** Begin Source **
The 10 AI systems running inside my Chick-fil-A right now
Most operators want to know what AI actually looks like in a working restaurant. Here are the ten systems I run, what each one cost to build, and what they returned. No hype.
I get asked about AI implementation in restaurants almost every week. The questions are usually too abstract to answer well. “Should I invest in AI?” “What is the right tool to start with?” “How much should this cost?”
Those questions do not have universal answers. But there is a more useful version: what does AI actually look like in a working restaurant when an operator builds it themselves.
Here are the ten systems running inside my operation right now, what each one cost to stand up, and what each one has returned.
I built most of these myself using off-the-shelf tools and a lot of trial and error. None of them required hiring an engineer. All of them require somebody on my team to maintain.
1. Catering reactivation
What it does: Looks at our catering customer history and flags accounts that have not ordered in 90 days. Generates a personalized follow-up email or text that references their last order specifically.
Setup cost: Maybe 30 hours of my own time over three weeks. Tool subscription: $40/month.
Return: 23 reactivated catering customers in the first six months. Average order $410. You can do the math.
2. Sales forecasting
What it does: Predicts daily sales by 15-minute increment, accounting for weather, day of week, school calendar, and local events.
** End Source **
** Begin Record excerpts **
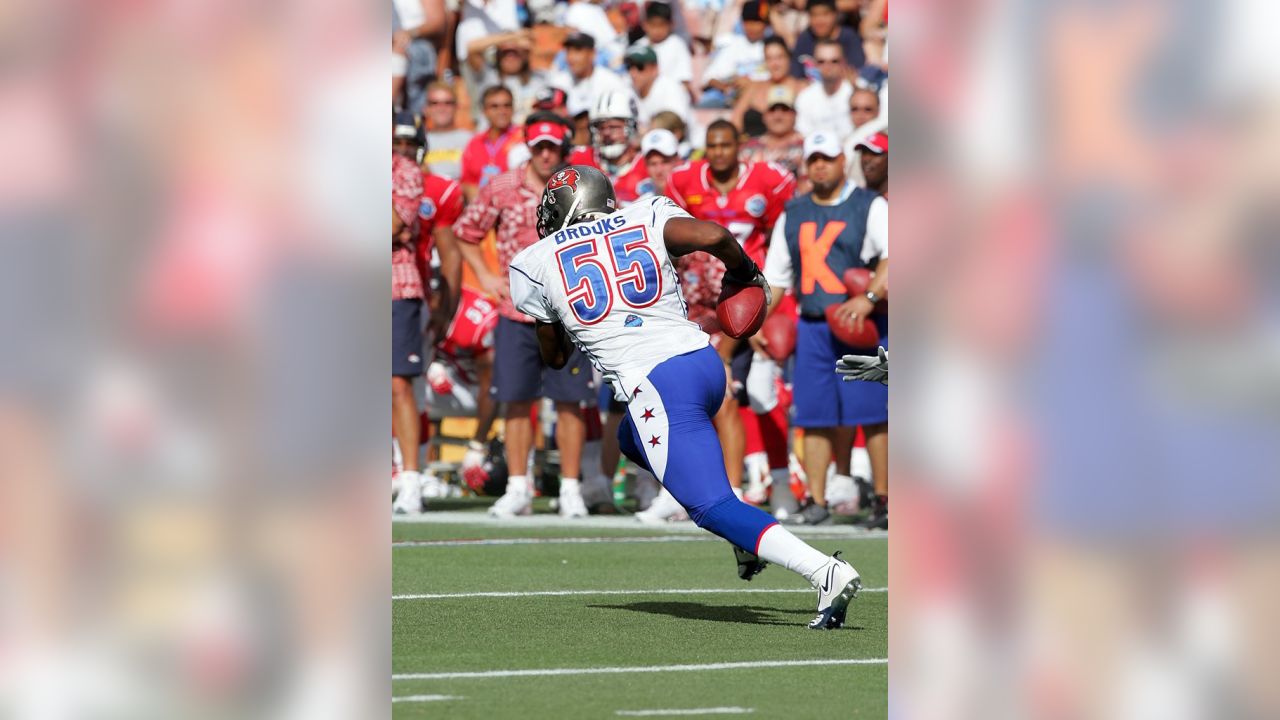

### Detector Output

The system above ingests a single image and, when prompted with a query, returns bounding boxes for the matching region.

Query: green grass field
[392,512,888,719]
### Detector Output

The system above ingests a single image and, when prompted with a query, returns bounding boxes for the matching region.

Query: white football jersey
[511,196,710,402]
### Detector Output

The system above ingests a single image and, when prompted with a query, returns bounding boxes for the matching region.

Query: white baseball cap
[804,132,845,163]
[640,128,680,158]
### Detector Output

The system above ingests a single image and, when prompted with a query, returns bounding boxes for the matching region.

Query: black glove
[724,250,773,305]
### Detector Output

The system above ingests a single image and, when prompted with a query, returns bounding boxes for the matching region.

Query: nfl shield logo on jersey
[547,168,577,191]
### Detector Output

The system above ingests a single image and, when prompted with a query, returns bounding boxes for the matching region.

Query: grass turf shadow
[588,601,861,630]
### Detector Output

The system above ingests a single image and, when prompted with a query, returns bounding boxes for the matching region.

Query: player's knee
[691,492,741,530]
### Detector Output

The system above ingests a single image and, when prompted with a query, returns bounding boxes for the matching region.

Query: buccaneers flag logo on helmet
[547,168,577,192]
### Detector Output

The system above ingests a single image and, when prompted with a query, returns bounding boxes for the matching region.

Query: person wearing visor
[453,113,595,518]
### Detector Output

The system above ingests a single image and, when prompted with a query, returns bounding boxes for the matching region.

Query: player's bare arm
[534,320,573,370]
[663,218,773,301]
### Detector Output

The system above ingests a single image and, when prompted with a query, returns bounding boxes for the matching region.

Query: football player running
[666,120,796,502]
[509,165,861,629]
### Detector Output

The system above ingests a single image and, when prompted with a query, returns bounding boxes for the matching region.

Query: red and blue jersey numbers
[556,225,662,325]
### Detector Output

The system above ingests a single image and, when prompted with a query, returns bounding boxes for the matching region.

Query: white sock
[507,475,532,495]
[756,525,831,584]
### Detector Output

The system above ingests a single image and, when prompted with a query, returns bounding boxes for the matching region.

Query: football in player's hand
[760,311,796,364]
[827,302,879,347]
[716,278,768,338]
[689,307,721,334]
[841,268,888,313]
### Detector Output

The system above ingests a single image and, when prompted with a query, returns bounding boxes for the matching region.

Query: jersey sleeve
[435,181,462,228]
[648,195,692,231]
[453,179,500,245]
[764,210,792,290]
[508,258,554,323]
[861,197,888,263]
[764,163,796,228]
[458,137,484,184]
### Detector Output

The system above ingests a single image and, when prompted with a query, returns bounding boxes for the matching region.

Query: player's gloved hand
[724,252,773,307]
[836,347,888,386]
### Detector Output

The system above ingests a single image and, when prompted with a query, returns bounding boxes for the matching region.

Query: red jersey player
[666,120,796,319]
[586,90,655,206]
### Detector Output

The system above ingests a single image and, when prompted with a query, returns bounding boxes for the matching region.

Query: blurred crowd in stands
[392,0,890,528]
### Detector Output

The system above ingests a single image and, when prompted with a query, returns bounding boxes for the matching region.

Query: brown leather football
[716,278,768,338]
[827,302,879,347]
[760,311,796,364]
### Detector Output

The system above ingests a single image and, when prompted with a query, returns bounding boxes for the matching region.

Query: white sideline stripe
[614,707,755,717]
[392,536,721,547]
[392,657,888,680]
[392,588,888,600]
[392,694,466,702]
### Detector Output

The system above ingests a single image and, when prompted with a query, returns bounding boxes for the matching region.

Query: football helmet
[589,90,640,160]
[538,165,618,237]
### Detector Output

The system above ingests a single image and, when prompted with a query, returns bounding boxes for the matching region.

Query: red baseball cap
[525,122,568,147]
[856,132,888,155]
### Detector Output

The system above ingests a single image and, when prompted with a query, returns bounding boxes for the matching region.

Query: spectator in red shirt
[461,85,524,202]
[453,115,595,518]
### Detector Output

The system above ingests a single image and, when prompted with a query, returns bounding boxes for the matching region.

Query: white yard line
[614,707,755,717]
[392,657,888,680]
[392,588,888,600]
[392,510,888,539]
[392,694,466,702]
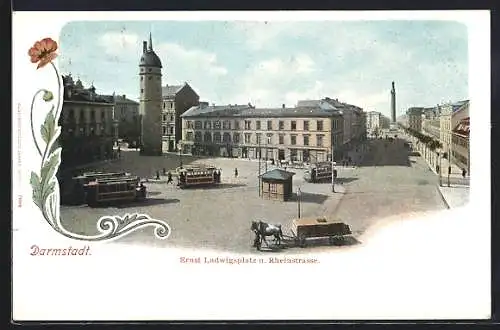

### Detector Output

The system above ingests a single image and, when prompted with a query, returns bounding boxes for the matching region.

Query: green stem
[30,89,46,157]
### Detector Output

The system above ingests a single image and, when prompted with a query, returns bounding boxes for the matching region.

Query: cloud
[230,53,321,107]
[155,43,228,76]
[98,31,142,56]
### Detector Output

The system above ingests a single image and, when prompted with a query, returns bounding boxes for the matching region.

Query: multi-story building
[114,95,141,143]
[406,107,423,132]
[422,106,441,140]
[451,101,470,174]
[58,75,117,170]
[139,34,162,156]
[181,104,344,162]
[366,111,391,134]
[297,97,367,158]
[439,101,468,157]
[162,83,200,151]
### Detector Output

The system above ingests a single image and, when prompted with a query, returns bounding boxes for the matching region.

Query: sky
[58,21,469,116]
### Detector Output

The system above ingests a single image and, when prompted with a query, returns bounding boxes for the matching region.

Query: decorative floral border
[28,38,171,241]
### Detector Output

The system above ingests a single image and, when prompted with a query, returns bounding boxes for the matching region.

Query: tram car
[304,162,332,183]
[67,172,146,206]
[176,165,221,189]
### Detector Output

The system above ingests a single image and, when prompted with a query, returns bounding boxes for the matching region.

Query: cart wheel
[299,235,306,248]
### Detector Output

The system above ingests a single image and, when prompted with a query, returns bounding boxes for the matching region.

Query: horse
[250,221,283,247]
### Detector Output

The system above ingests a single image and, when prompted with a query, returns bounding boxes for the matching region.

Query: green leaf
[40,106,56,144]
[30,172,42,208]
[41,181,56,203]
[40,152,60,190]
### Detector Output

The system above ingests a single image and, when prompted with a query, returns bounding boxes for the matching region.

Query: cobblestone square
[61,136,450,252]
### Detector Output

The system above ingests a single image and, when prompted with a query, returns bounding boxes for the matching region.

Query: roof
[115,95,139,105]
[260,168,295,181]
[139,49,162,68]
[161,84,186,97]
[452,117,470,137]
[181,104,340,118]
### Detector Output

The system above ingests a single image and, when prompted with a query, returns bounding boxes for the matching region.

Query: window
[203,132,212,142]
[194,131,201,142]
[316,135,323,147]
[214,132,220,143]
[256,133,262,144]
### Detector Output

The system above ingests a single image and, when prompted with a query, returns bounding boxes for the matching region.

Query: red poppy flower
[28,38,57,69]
** End Record excerpts **
→ Description of the task
Transcribe the part of the article on AI systems at a Chick-fil-A starting with "I built most" and going on through "and local events.".

→ Complete answer
I built most of these myself using off-the-shelf tools and a lot of trial and error. None of them required hiring an engineer. All of them require somebody on my team to maintain.
1. Catering reactivation
What it does: Looks at our catering customer history and flags accounts that have not ordered in 90 days. Generates a personalized follow-up email or text that references their last order specifically.
Setup cost: Maybe 30 hours of my own time over three weeks. Tool subscription: $40/month.
Return: 23 reactivated catering customers in the first six months. Average order $410. You can do the math.
2. Sales forecasting
What it does: Predicts daily sales by 15-minute increment, accounting for weather, day of week, school calendar, and local events.